Point labeling data:
* * * * *

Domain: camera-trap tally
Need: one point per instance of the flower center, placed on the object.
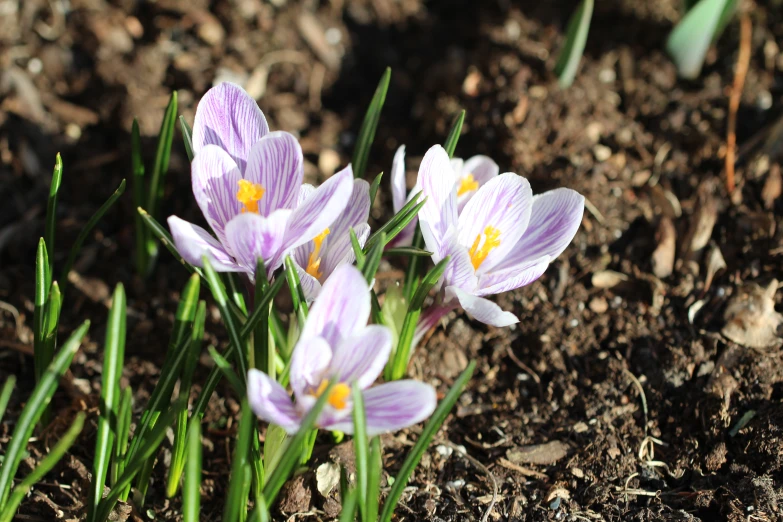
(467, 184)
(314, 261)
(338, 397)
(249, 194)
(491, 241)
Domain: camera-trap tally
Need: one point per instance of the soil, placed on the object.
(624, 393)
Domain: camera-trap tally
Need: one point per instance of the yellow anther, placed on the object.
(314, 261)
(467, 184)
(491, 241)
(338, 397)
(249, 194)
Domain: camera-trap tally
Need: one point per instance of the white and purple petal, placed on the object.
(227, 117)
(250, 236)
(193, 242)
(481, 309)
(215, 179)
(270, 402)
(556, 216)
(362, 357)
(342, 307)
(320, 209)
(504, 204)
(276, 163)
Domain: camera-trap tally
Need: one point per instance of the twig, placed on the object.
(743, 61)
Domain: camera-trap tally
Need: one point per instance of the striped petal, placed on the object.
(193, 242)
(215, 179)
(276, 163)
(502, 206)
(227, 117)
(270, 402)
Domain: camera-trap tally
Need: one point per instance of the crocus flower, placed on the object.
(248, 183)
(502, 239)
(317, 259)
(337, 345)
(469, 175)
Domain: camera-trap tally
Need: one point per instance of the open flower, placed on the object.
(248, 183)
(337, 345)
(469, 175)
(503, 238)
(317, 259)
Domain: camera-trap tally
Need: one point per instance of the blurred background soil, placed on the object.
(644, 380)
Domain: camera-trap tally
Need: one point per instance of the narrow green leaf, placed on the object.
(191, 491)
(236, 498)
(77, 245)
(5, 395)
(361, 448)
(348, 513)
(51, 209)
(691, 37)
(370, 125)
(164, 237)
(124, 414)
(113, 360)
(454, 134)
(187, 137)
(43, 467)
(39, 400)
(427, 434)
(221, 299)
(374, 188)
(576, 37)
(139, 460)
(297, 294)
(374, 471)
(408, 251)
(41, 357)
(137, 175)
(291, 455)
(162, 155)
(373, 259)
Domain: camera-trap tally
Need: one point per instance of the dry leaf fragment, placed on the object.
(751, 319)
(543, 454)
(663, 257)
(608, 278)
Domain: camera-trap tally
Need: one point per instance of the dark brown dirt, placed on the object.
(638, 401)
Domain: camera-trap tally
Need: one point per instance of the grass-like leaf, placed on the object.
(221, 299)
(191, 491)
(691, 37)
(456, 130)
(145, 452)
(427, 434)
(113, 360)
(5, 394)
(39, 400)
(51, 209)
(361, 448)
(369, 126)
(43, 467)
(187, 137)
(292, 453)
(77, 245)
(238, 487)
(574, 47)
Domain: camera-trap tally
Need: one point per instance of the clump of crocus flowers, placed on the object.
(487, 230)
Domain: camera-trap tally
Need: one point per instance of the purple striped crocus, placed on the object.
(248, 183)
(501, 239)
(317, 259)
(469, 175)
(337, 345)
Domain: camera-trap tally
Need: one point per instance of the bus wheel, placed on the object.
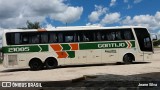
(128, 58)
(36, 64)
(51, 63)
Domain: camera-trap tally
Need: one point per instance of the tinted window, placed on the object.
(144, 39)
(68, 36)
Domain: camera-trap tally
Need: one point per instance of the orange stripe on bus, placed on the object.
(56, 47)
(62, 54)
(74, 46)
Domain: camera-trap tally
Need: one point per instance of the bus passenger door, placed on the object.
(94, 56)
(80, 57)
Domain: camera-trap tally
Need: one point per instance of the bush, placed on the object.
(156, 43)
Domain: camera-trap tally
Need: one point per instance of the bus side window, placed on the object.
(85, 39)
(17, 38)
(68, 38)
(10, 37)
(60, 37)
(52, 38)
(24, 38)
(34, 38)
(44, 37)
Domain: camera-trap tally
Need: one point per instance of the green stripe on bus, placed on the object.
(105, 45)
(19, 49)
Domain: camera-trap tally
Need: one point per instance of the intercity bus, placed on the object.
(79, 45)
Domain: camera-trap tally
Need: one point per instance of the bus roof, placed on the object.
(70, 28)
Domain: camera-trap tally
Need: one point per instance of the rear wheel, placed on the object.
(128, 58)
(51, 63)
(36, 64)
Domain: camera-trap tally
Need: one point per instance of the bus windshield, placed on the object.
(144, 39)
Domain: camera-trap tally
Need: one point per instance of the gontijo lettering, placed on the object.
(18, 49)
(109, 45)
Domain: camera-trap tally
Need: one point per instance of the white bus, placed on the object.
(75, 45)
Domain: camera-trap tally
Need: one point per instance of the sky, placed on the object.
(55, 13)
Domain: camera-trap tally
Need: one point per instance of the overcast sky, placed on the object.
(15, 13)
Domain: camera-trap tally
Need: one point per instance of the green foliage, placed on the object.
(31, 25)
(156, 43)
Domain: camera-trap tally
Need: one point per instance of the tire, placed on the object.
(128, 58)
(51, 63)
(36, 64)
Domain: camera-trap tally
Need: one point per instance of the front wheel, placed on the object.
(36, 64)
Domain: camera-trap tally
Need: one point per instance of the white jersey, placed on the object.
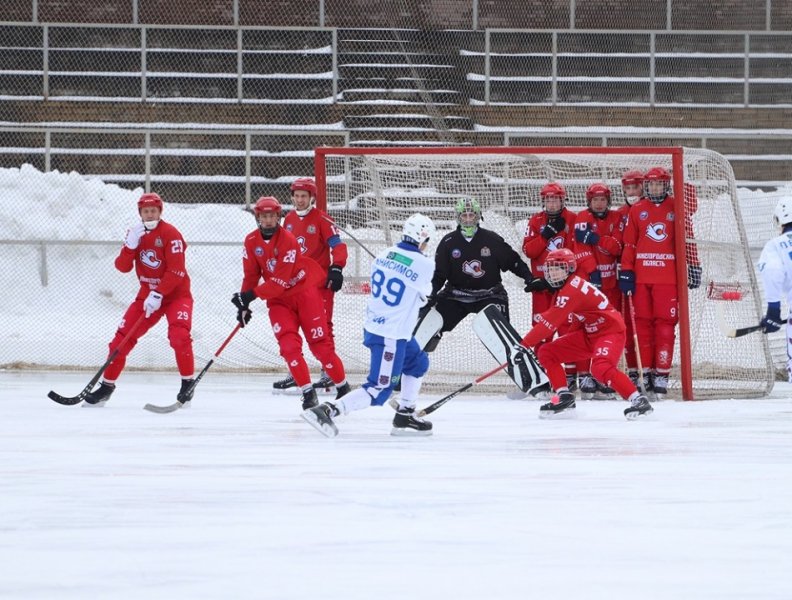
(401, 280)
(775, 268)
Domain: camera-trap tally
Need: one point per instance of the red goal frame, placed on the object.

* * * * *

YOUR TASK — Filter the data above, copying every line that contains the string "petal". Treat the match as case-sensitive.

FINAL RESULT —
Need: one point per instance of the white and purple petal, placed on the object.
Need: one point per instance of the striped petal, placed on the object.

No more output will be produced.